## SELECTED PASSAGE
"""

Gamers with a long memory can remember when EA Games wasn’t so bad. But as Obi-Wan Kenobi might say, that was “before the dark times. Before the Empire.”
Now, EA is a gaming monolith that manages to make the gaming industry terrible for workers and consumers alike. Here are just a few of the times we nearly punched the TV because of rage at EA!
Killing Your Favorite Studios
Do you have a favorite smaller game studio that put out some sweet games in the last 10 years or so? Well, we have bad news: EA has most likely destroyed that studio.
Over the years, EA has absorbed some really major game studios. This includes Westwood Studios, Pandemic, Dreamworks Interactive, Origin, and many more.
The typical EA motive is to take over a good company and then force them to make a worse version of their signature game. And that was truly on display when Star Wars: Battlefront (2015) came out.
Disappointment and DLC
The original Star Wars: Battlefront games are a part of gaming legend. Especially the second game (2005) which manages to combine awesome online multiplayer with competitive couch play and an engrossing campaign mode.
Hopes were high when the 2015 Battlefront came out. And those hopes pretty much died on arrival.
The game shipped with very few maps and gameplay modes, including no campaign mode at all. Eventually, more content came out… for a price. That’s right: after paying $60 for an allegedly “complete” game, you had to pay EA for more and more DLC just to feel like you enjoyed a complete experience.
Battlefront 2 Lootbox Fiasco
Of course, the disappointment of the 2015 Battlefront was soon overshadowed by a newer, bigger disappointment. And its name was Battlefront 2.
The new game added the campaign mode that fans had demanded last time around. And in all fairness, it was a pretty good campaign! Online, however, was a different story.

"""

## COMPLETE THE FOLLOWING
(a) Summarize the EA Games article in two sentences.
(b) Quote the stretch of the EA Games article from "Killing Your Favorite" through "destroyed that studio.".

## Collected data
"""

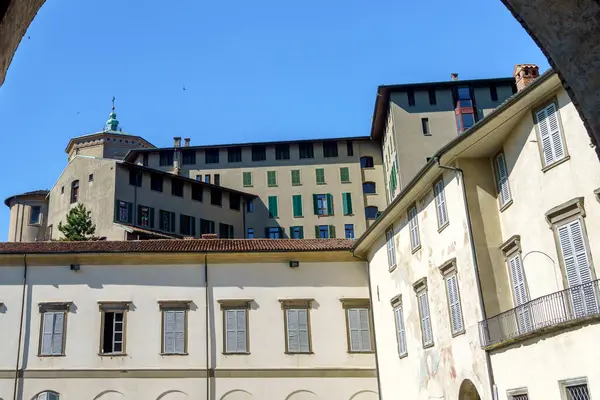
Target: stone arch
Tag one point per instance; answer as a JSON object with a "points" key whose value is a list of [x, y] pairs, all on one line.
{"points": [[236, 394], [302, 395], [468, 391]]}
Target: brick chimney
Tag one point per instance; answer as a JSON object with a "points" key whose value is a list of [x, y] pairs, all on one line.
{"points": [[525, 74]]}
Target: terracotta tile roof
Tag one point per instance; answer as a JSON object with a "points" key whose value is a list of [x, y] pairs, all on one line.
{"points": [[179, 246]]}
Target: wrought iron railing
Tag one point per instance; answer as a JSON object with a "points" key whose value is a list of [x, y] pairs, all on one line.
{"points": [[557, 308]]}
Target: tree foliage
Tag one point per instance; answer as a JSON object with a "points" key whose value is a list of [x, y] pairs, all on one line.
{"points": [[79, 225]]}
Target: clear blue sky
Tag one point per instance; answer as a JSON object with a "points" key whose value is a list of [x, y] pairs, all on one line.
{"points": [[261, 70]]}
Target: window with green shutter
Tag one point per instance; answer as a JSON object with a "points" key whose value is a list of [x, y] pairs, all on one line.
{"points": [[247, 179], [320, 172], [296, 177], [345, 175], [297, 205], [271, 178], [273, 212]]}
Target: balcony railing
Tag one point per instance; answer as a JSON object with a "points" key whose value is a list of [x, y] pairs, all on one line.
{"points": [[564, 307]]}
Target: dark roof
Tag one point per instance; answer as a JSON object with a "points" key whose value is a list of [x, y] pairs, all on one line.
{"points": [[383, 96], [132, 152], [179, 246], [26, 194]]}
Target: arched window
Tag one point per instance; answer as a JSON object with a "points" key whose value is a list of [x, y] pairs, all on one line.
{"points": [[366, 162], [371, 212], [74, 191], [369, 187]]}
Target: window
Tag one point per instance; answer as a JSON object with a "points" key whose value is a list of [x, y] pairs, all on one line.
{"points": [[366, 162], [35, 213], [235, 201], [296, 177], [177, 187], [297, 325], [320, 175], [345, 174], [440, 204], [273, 207], [247, 179], [432, 97], [296, 232], [297, 205], [425, 126], [349, 231], [551, 137], [369, 187], [347, 203], [305, 150], [53, 327], [197, 192], [391, 250], [413, 224], [216, 197], [188, 157], [167, 221], [187, 225], [165, 158], [211, 156], [74, 191], [259, 153], [349, 148], [282, 151], [371, 212], [271, 178], [235, 326], [502, 180], [330, 149], [234, 154], [112, 340], [145, 216], [411, 97], [156, 182], [174, 327]]}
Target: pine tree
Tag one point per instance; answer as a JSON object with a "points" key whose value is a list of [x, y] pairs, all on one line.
{"points": [[78, 226]]}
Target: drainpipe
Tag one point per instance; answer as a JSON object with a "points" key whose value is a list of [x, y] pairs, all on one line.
{"points": [[16, 380], [475, 267]]}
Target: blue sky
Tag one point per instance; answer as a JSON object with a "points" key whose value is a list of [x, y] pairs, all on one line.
{"points": [[262, 70]]}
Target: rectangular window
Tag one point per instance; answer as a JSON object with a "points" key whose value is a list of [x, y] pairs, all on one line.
{"points": [[320, 175], [330, 149], [259, 153], [551, 137], [296, 177], [216, 197], [247, 179], [297, 205], [156, 182], [211, 156], [345, 174], [52, 335], [273, 207], [440, 203], [425, 126], [349, 231], [234, 154], [413, 224], [177, 187], [188, 157], [502, 180], [305, 150], [282, 151], [271, 178], [391, 250]]}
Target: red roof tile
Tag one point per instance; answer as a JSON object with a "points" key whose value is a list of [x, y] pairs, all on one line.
{"points": [[179, 246]]}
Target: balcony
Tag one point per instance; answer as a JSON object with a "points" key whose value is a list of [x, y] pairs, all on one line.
{"points": [[553, 311]]}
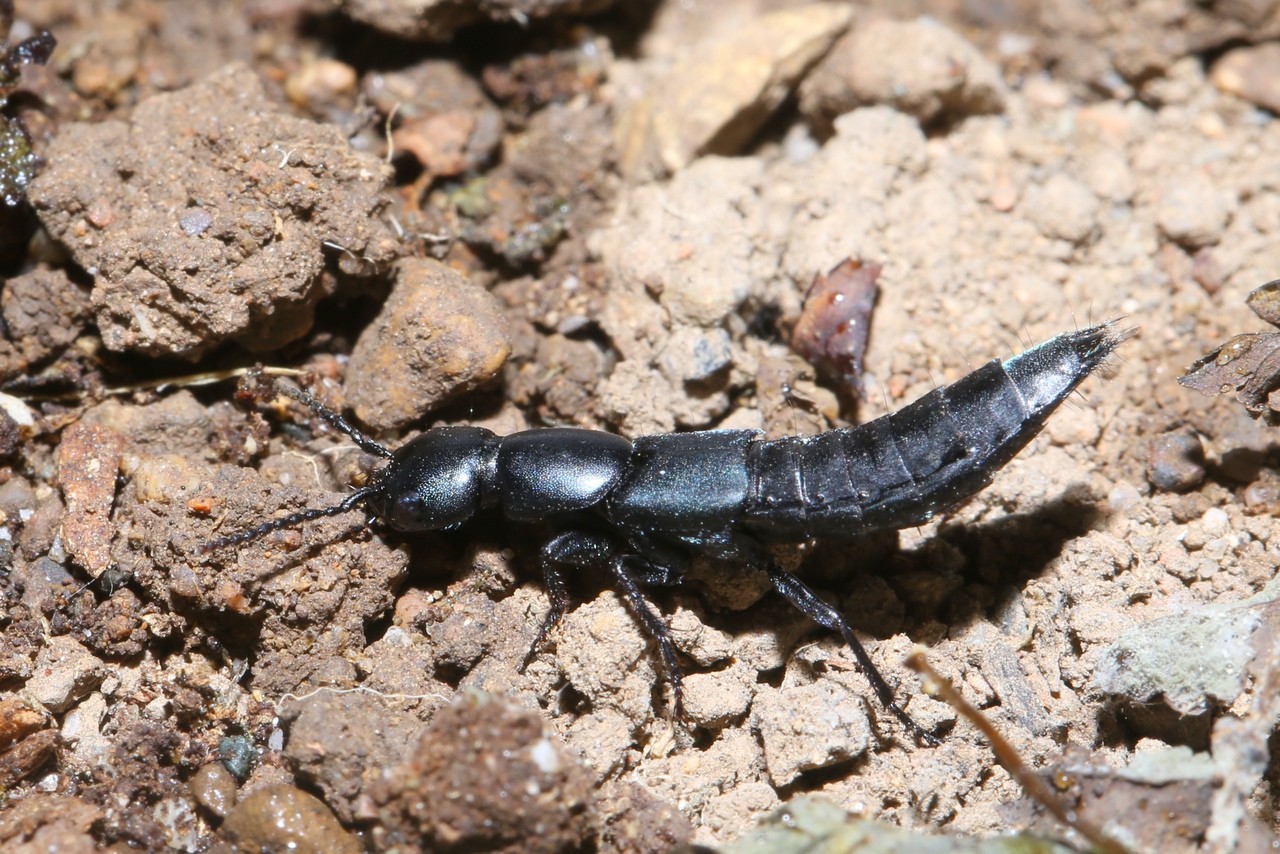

"""

## YOUR WRITTEN ANSWERS
(a) EA has become a gaming monolith that makes the industry terrible for workers and consumers, absorbing studios such as Westwood Studios, Pandemic and Origin and typically forcing them to make worse versions of their signature games. Star Wars: Battlefront (2015) shipped with very few maps and modes, no campaign, and paid DLC for more content; Battlefront 2 added a pretty good campaign, but its online play was a different story.

(b)
Killing Your Favorite Studios
Do you have a favorite smaller game studio that put out some sweet games in the last 10 years or so? Well, we have bad news: EA has most likely destroyed that studio.